#### Records for the task ####

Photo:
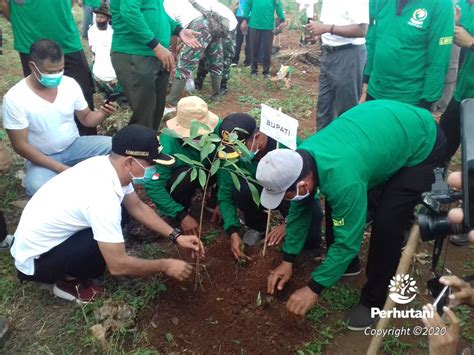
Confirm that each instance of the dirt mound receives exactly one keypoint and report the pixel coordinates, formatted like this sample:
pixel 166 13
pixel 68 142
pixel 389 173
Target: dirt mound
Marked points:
pixel 232 313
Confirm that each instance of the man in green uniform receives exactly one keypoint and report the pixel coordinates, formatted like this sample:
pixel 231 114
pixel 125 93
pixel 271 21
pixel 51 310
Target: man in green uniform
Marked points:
pixel 360 150
pixel 175 205
pixel 260 26
pixel 409 50
pixel 230 199
pixel 450 121
pixel 140 55
pixel 51 19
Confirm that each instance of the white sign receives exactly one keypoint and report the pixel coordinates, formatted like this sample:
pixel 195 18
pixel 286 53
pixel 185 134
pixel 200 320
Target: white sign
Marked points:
pixel 279 126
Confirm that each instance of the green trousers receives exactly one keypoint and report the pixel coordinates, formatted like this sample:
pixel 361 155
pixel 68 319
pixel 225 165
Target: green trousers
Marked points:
pixel 144 83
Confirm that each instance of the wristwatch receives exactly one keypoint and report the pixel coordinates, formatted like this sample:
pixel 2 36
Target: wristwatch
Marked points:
pixel 174 235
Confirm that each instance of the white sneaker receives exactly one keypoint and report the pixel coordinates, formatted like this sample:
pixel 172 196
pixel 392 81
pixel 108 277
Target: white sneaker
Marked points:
pixel 7 243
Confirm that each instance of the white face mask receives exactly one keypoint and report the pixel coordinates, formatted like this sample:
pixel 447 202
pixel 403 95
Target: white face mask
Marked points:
pixel 299 197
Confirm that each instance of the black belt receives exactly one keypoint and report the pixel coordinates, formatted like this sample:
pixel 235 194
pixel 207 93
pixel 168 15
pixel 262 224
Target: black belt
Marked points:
pixel 332 49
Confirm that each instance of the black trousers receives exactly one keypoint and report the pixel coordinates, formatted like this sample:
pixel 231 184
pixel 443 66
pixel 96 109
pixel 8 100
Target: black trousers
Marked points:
pixel 78 256
pixel 264 38
pixel 256 217
pixel 450 123
pixel 239 40
pixel 396 200
pixel 75 66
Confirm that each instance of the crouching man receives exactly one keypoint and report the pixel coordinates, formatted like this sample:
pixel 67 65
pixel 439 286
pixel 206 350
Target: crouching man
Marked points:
pixel 70 231
pixel 378 143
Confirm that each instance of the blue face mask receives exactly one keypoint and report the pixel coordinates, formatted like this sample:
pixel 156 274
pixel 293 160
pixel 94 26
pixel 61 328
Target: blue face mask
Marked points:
pixel 149 173
pixel 299 197
pixel 48 80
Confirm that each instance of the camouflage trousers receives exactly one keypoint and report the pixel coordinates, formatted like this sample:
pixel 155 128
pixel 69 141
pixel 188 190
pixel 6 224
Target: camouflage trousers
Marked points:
pixel 211 48
pixel 228 45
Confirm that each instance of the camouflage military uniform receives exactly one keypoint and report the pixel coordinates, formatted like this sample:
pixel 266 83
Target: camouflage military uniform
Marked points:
pixel 211 48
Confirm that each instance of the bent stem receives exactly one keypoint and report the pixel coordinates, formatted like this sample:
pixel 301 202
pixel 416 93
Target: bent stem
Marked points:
pixel 196 280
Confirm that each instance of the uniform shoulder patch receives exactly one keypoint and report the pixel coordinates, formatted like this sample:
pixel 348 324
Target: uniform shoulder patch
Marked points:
pixel 445 41
pixel 338 222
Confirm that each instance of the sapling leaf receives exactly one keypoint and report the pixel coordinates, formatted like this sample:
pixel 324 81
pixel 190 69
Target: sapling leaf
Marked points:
pixel 187 160
pixel 215 166
pixel 202 178
pixel 193 174
pixel 170 132
pixel 179 179
pixel 235 180
pixel 255 194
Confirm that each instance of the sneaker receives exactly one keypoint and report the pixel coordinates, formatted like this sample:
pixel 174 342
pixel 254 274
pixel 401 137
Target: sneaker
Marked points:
pixel 79 291
pixel 459 239
pixel 7 243
pixel 3 327
pixel 252 237
pixel 169 109
pixel 353 269
pixel 359 318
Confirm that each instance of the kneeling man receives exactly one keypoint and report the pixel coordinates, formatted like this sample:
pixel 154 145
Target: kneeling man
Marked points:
pixel 70 230
pixel 382 142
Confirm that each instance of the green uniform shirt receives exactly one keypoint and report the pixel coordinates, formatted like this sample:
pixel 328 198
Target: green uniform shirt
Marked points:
pixel 137 23
pixel 227 205
pixel 159 190
pixel 408 54
pixel 33 20
pixel 359 150
pixel 465 85
pixel 92 3
pixel 262 13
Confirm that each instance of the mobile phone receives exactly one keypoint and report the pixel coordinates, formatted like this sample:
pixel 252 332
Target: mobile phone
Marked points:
pixel 442 300
pixel 467 146
pixel 113 97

####

● Description of the task: Return nothing but the lines running from the start of the data to the line with "Target: man in green uniform", please, both ends included and no pictures.

● Exercise answer:
Photo:
Confirm that each instance of the dirt mound receives exactly one keypoint and report the pixel coordinates, formatted like this sample:
pixel 166 13
pixel 68 142
pixel 389 173
Target: dirt mound
Marked points:
pixel 232 313
Confirm that each instance of the man in green uniform receives exactly one keypoint and report the pixel coordinates, formatted like this sample:
pixel 231 114
pixel 125 93
pixel 271 21
pixel 51 310
Target: man in green uniform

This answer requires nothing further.